## Provided records:

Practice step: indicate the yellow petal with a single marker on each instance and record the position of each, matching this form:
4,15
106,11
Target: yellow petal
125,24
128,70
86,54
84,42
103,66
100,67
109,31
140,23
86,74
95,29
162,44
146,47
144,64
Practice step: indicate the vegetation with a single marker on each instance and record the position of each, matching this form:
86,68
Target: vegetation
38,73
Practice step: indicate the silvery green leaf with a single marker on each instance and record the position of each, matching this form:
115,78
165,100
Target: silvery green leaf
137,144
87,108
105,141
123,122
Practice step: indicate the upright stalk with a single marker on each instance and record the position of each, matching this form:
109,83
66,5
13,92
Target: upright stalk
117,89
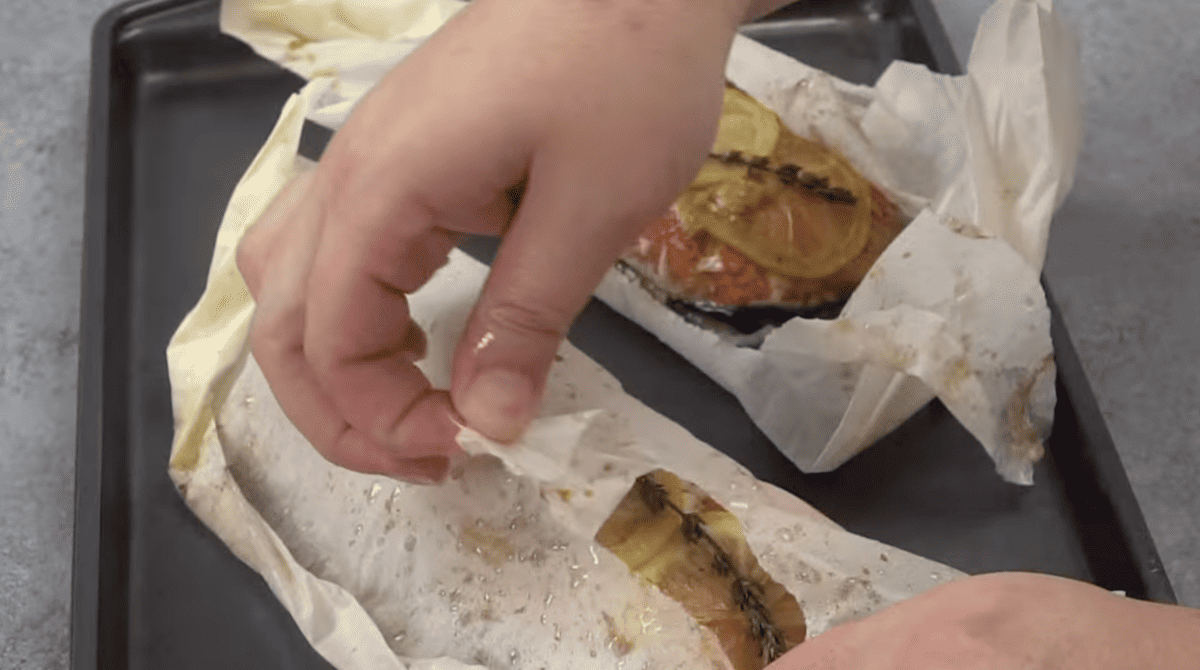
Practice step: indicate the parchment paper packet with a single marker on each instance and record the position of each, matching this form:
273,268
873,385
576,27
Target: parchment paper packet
498,567
952,310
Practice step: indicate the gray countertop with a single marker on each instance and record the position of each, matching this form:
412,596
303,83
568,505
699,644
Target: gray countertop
1125,263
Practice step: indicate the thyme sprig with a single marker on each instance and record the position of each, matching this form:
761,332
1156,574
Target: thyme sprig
745,593
790,174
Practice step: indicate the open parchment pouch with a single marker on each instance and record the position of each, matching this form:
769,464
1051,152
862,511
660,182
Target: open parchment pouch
953,309
519,561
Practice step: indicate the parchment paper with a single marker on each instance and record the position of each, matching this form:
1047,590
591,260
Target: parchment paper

## Instructions to follow:
Retype the entries exactly, skipping every picture.

## Solution to this problem:
Practice step: indicate the yellow petal with a single marker on each instance and record the position of each, matching this form:
4,15
106,11
Target: yellow petal
125,24
128,70
86,54
84,42
103,66
100,67
109,31
140,23
86,74
95,29
162,44
146,47
144,64
Practice step: indicate the vegetation with a single marker on each instance and record the position of each, matching this form:
86,68
Target: vegetation
38,73
Practice step: indicate the silvery green leaf with a single marker on each instance and record the position of each, matching this form:
115,78
165,100
Target: silvery green leaf
137,144
87,108
105,141
123,122
Practice step: indicate the upright stalk with a single marker on each instance and record the position of each, matching this form:
109,83
66,5
13,92
Target: upright stalk
117,89
Practice step: indicate the parchment paper packet with a single marker on each instance and record the position of each, matching this form:
273,268
873,385
576,27
Target: parchment paper packet
498,567
952,310
Practice step: indicate the gray countertop with a single marker on each instance and record the position of each, matching this form:
412,596
303,83
568,505
699,644
Target: gray countertop
1125,263
Practice step: indicate the thyme sprig with a single marker on each instance and record the position of each, matching this form:
761,332
1156,574
Target: thyme sprig
745,593
790,174
Practice step: indicate the open parchment pouch with a single marker on each instance and record the position of each, matching this form:
769,464
1051,152
862,511
660,182
Target: open parchment pouch
953,309
519,561
Practice step: indicate the parchment paper with a single marker on each instance and record the position of each, matching this form:
1047,590
591,260
Target: parchment paper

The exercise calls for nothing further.